Editor's note: This article was written by Richard S. Einhorn and Trish Ray

With millions of square feet of data center space in the US having been put into place since 2000, many of these facilities either have already or will soon be in need of alteration. Retrofits, upgrades, buildouts of shelled space, or expansions to the base building are becoming as important to the development workload as greenfield builds.

Driving this trend are increasing IT densities, new technologies, aging equipment, better airflow management, or unmet capacity requirements for their hosted or enterprise tenants. Even cloud or hyperscale facilities constructed in the last decade or sooner are being renovated and upgraded to address these factors.

Upgrading live data centers or other critical facilities can be very complex and is typically a much more difficult and intricate task, than designing new. Dealing with aged equipment, older design topologies, and, of course, SLA’s for existing tenants (both external and internal) make renovating these occupied facilities a challenge.

DBT-Data data center
– DBT-Data

Service providers and building owners cannot afford mistakes which put the facility’s live load at risk and potentially hurt their own internal client’s businesses, or their client’s downstream clients, which may be even more important!

There are many critical things to consider when upgrading existing facilities. From a design perspective, these include:

Space considerations for new equipment

  • Is there room for the new equipment?
  • Is there access to bring in the new equipment and remove the old?
  • Can the new equipment be rigged into place?
  • Does the new equipment location lend itself for an easy interconnection to the existing system

Phasing of the new installation

  • Does the existing system have enough capacity to allow for existing components to be de-energized and new components placed in service?

Excerpted records>
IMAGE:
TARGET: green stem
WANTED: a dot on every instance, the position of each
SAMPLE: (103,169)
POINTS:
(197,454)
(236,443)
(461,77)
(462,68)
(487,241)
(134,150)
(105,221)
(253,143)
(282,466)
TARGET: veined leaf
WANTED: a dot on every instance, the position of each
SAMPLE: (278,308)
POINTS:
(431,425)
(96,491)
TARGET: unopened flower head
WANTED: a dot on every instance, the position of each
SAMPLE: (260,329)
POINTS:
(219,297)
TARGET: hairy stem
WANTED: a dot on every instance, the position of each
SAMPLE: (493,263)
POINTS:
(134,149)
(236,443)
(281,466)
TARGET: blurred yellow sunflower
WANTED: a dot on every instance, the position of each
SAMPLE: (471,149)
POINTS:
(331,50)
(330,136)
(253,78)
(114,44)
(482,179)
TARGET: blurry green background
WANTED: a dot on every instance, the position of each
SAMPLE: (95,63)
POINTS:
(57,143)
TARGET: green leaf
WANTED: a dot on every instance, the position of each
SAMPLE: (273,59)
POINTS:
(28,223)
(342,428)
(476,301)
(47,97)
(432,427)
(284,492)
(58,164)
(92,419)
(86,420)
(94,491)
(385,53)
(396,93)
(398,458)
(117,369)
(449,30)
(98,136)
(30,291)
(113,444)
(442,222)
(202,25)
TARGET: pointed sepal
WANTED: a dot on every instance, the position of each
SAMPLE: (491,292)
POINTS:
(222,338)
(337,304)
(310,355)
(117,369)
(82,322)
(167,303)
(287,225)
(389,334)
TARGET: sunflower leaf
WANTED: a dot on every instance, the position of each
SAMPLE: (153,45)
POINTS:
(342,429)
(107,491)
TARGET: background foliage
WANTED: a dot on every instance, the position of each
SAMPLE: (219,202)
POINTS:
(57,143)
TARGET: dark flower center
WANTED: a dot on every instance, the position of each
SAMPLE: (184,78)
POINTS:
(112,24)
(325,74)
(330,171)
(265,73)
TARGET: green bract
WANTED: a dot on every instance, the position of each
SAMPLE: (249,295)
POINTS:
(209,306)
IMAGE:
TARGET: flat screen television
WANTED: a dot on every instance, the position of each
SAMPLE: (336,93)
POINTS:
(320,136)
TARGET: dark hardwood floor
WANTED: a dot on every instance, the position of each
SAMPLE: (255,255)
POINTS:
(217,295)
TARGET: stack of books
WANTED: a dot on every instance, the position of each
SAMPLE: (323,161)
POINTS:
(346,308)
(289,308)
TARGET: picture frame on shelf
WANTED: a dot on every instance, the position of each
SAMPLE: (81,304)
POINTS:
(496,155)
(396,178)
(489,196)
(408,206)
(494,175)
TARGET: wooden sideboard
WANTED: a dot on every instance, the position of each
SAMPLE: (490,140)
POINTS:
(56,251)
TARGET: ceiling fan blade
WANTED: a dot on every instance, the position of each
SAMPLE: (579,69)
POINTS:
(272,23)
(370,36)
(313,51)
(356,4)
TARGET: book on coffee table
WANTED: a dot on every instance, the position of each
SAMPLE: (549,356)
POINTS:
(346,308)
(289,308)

Stated goal> In the data center upgrade article above, starting with "Space considerations for" and going on through "placed in service?", can you write that passage out again with "replacement equipment" substituted for each occurrence of "new equipment"?

Response to the exercise>
Space considerations for replacement equipment

  • Is there room for the replacement equipment?
  • Is there access to bring in the replacement equipment and remove the old?
  • Can the replacement equipment be rigged into place?
  • Does the replacement equipment location lend itself for an easy interconnection to the existing system

Phasing of the new installation

  • Does the existing system have enough capacity to allow for existing components to be de-energized and new components placed in service?